REQUIRED TASK:
Return each line of the records below that contains the string "white", matching upper and lower case exactly.

PROVIDED DATA:
§ §

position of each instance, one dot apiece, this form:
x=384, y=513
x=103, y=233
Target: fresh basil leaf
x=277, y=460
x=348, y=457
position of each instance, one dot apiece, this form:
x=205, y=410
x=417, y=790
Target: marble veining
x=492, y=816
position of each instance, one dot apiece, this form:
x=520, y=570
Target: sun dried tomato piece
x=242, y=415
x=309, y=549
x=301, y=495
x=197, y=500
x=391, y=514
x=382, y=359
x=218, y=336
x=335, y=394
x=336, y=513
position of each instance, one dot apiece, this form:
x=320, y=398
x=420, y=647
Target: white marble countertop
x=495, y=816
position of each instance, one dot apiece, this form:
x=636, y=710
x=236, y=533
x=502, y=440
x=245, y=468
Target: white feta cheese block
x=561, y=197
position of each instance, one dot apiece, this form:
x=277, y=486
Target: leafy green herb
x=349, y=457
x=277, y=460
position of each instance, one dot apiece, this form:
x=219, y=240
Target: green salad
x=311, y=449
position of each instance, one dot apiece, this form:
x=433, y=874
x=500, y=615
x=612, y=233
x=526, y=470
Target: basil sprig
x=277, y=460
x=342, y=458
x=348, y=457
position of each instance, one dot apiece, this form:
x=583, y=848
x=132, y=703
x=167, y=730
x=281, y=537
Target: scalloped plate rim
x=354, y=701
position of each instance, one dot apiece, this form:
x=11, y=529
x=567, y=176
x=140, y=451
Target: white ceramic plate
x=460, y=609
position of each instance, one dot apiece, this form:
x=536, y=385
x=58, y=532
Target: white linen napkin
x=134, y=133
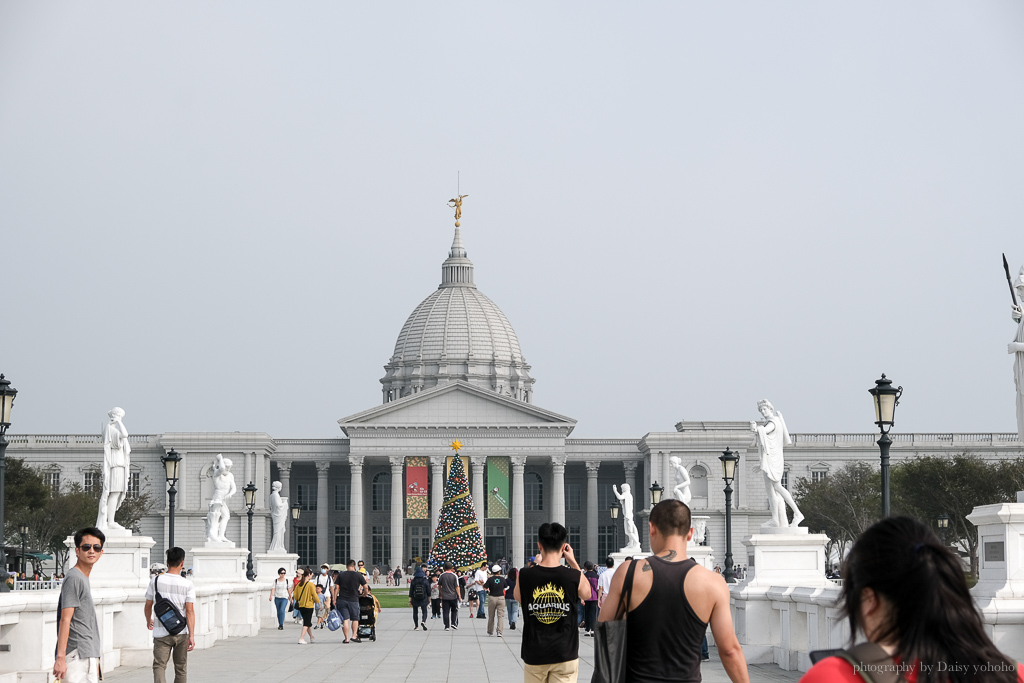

§ §

WRITTEN RESPONSE:
Target: white marble countertop
Target: white feta cheese block
Target: white ceramic plate
Target: white linen napkin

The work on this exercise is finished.